Dataset entries:

## BEGIN

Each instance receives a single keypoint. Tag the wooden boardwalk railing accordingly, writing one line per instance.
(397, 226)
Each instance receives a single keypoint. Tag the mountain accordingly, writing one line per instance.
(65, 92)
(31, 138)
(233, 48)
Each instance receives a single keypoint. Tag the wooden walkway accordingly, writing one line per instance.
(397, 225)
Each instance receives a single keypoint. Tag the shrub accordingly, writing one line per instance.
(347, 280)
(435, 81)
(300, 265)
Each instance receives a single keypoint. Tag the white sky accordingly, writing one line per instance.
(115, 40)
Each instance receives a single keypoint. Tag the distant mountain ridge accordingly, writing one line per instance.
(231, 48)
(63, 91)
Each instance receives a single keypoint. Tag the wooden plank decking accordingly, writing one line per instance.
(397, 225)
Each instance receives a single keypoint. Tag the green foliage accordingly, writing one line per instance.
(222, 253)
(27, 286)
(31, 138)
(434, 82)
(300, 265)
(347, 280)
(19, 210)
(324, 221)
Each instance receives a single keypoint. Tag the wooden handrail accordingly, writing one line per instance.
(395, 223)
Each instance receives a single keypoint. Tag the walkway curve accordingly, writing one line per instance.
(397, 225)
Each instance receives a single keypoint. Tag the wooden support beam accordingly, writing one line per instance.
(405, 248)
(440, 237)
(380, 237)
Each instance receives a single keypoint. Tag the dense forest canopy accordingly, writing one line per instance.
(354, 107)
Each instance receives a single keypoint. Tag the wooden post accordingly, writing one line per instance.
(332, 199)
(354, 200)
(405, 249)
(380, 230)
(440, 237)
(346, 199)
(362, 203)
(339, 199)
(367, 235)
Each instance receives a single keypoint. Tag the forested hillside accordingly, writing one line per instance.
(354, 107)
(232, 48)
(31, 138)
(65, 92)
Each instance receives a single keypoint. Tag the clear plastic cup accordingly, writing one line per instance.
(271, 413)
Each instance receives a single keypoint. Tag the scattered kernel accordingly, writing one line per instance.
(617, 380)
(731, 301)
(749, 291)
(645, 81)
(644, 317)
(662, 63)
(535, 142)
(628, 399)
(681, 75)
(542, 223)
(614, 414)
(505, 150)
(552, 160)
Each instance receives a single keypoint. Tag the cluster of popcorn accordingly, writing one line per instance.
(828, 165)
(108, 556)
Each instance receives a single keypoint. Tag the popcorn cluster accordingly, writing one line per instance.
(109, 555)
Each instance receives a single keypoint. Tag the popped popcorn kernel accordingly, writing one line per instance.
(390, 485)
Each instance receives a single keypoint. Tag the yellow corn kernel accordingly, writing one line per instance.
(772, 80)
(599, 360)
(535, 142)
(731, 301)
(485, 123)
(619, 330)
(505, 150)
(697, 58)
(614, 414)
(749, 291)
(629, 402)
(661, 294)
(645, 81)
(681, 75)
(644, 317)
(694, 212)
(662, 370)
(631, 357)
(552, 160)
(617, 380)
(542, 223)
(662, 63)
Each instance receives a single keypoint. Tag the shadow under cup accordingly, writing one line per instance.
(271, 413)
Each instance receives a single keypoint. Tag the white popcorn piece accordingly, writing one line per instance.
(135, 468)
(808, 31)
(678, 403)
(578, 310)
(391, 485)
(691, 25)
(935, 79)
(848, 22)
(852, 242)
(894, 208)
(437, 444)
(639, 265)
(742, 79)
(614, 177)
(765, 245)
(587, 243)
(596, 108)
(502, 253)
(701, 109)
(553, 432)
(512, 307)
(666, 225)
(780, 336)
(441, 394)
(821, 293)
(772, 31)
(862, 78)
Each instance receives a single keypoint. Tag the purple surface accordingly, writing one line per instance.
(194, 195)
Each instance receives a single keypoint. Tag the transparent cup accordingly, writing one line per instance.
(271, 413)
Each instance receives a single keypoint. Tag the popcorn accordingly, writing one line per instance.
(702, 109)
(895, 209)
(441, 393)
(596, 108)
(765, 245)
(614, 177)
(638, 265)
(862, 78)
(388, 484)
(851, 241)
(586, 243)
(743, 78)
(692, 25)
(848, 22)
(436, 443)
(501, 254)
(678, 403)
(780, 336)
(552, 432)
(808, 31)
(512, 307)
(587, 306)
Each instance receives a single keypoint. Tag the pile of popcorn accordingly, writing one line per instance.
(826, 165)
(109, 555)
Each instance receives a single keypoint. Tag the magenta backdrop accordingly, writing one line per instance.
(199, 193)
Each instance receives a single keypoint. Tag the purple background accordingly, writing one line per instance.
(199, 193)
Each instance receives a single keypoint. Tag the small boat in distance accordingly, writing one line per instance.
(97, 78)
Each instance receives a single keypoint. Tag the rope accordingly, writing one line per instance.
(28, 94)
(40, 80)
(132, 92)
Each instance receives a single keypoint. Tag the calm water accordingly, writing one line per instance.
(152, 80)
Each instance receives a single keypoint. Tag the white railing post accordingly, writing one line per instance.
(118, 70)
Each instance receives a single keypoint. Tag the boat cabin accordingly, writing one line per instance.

## END

What you will do
Give all the records again. Match them exactly.

Full solution
Each instance receives a single keypoint. Tag the wooden boardwalk railing accordingly, writing one line per instance.
(397, 226)
Each instance receives a single keypoint. Tag the mountain accordingly, writing one line per instance.
(65, 92)
(31, 138)
(233, 48)
Each instance receives a single keypoint. Tag the wooden walkway accordingly, writing one line per instance.
(397, 225)
Each instance receives a single keypoint. Tag the shrub accordingly, writing one line per instance.
(347, 280)
(435, 81)
(300, 265)
Each instance receives a single keypoint. Tag the white sky accordingly, writing one line per instance.
(115, 40)
Each instance receives a single keypoint. Tag the distant mountain ridge accordingly, writing one line per instance.
(231, 48)
(63, 91)
Each instance receives a single keypoint. Tag the wooden plank decking accordingly, writing one line per instance.
(397, 225)
Each instance receives a single keypoint. Tag the green foliage accordingly, writing one line per instance.
(222, 253)
(27, 286)
(31, 138)
(434, 82)
(300, 265)
(347, 280)
(19, 210)
(324, 221)
Each instance receives a single keypoint. Tag the wooden handrail accordingly, writing one line per instance.
(395, 223)
Each instance receives a single keypoint. Tag the walkway curve accordingly, writing one line per instance.
(397, 225)
Each instance receives a single keypoint. Tag the wooden support beam accordingly, writing one line per instance.
(405, 248)
(440, 237)
(380, 237)
Each instance receives a single keypoint. Tag the dense forest canopy accordingly, writing one line per instance.
(354, 107)
Each instance receives a single keypoint. Tag the wooden post accordingly, writing one line per instance.
(332, 199)
(354, 200)
(405, 249)
(380, 230)
(440, 237)
(346, 199)
(362, 203)
(339, 199)
(367, 235)
Each instance receives a single keypoint. Tag the forested hillside accordingly, writing one line per instance.
(354, 107)
(232, 48)
(31, 138)
(65, 92)
Each instance receives a single keypoint. Tag the clear plastic cup accordingly, writing one line per instance.
(271, 413)
Each instance receives a single keypoint. Tag the scattered kernel accordingly, writing one line per instance.
(617, 380)
(731, 301)
(749, 291)
(645, 81)
(644, 317)
(662, 63)
(535, 142)
(628, 399)
(681, 75)
(542, 223)
(614, 414)
(505, 150)
(552, 160)
Each instance receives a single keypoint. Tag the cluster of popcorn accordingly, writing one line per instance.
(828, 165)
(108, 556)
Each instance receives a single keypoint. Tag the popcorn cluster accordingly, writing one line per instance.
(109, 555)
Each instance receives a single keypoint. Tag the popped popcorn kernel accordingly, writing one line per instance.
(390, 485)
Each instance receives a single keypoint. Tag the yellow corn kernel accordingly, writing one line per instance.
(772, 80)
(599, 360)
(535, 142)
(731, 301)
(485, 123)
(619, 330)
(505, 150)
(697, 58)
(614, 414)
(749, 291)
(629, 402)
(661, 294)
(645, 81)
(681, 75)
(644, 317)
(694, 212)
(662, 370)
(631, 357)
(552, 160)
(617, 380)
(542, 223)
(662, 63)
Each instance receives a single keypoint. Tag the shadow under cup accordingly, writing one line per instance.
(271, 413)
Each instance receives a single keypoint. Tag the white popcorn piece accordingly, writing one line per instance.
(135, 468)
(808, 31)
(678, 403)
(578, 310)
(391, 485)
(691, 25)
(935, 79)
(848, 22)
(852, 242)
(894, 208)
(437, 444)
(639, 265)
(742, 79)
(614, 177)
(765, 245)
(587, 243)
(596, 108)
(502, 253)
(701, 109)
(553, 432)
(512, 307)
(666, 225)
(780, 336)
(441, 394)
(821, 293)
(772, 31)
(862, 78)
Each instance receives a single keypoint. Tag the purple surface accordingly, writing one line per instance.
(194, 195)
Each instance receives a single keypoint. Tag the transparent cup accordingly, writing one line per instance.
(271, 413)
Each instance receives a single keypoint. Tag the popcorn accordingly, writing one line per instance.
(702, 109)
(895, 209)
(441, 393)
(596, 108)
(765, 245)
(614, 177)
(638, 265)
(862, 78)
(388, 484)
(851, 241)
(586, 243)
(743, 78)
(692, 25)
(848, 22)
(436, 443)
(501, 254)
(678, 403)
(780, 336)
(552, 432)
(808, 31)
(512, 307)
(587, 306)
Each instance receives a single keypoint. Tag the pile of popcorn accordingly, writing one line per instance.
(826, 165)
(109, 555)
Each instance receives a single keypoint. Tag the magenta backdrop accordingly, writing one line per instance.
(199, 193)
Each instance receives a single keypoint. Tag the purple background accordingly, writing one line per instance.
(199, 193)
Each instance receives a single keypoint. Tag the small boat in distance accordingly, writing one line per instance.
(97, 78)
Each instance receives a single keypoint. Tag the rope accordingly, writing one line per instance.
(28, 94)
(40, 80)
(132, 92)
Each instance receives a single keypoint. Tag the calm water accordingly, writing one line per instance.
(152, 80)
Each instance receives a single keypoint. Tag the white railing post accordingly, writing one line per instance.
(118, 70)
Each instance receives a single keypoint. Tag the boat cabin accordingly, writing one line per instance.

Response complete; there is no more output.